The required output is all lines below that contain the word "banner".

Natural-language object grounding data:
++++++++

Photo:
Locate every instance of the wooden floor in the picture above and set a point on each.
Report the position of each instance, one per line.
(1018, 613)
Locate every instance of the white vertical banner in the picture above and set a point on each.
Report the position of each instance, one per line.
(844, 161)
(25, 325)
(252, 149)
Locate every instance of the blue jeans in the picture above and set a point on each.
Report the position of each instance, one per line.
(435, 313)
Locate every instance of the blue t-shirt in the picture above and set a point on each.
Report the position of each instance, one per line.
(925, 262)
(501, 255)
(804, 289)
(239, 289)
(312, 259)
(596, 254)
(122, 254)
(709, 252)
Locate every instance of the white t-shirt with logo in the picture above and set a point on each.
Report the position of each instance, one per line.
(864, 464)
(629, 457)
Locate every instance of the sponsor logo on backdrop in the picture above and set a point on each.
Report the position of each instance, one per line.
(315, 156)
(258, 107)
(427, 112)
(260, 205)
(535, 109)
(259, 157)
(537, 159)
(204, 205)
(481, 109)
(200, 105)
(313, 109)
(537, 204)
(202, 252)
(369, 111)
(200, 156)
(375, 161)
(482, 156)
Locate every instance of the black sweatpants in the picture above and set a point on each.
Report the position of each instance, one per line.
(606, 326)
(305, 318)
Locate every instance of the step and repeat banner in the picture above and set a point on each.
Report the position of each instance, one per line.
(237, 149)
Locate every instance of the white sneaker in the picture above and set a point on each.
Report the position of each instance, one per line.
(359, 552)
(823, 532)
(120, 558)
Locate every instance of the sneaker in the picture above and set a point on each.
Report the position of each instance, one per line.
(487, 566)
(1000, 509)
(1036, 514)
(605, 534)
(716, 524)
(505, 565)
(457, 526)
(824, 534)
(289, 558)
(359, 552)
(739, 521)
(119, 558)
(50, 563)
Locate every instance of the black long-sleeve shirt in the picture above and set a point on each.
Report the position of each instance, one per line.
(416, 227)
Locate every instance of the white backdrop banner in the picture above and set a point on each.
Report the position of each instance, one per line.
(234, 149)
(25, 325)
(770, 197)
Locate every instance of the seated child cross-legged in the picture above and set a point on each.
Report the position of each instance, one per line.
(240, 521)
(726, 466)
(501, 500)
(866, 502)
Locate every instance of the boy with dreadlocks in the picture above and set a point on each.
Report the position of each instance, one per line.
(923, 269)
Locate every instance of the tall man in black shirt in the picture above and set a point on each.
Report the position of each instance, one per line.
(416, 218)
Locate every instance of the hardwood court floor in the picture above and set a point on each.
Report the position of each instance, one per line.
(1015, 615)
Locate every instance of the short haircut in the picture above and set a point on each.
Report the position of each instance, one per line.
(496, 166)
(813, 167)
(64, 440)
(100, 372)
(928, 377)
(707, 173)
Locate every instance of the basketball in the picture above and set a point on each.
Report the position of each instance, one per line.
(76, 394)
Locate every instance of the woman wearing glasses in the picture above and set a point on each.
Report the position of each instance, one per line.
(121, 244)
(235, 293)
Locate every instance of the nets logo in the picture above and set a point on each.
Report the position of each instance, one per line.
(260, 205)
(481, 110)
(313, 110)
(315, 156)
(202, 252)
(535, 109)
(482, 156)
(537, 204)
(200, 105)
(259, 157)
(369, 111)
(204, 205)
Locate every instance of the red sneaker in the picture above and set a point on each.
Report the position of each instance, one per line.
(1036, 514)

++++++++

#### [Exercise output]
Locate every instance of the white vertical banner in the picture above and set a point on each.
Locate every instance of the step and repeat banner in the picture above and set a point on each.
Locate every instance of the white backdrop banner in the picture above and set a point on each.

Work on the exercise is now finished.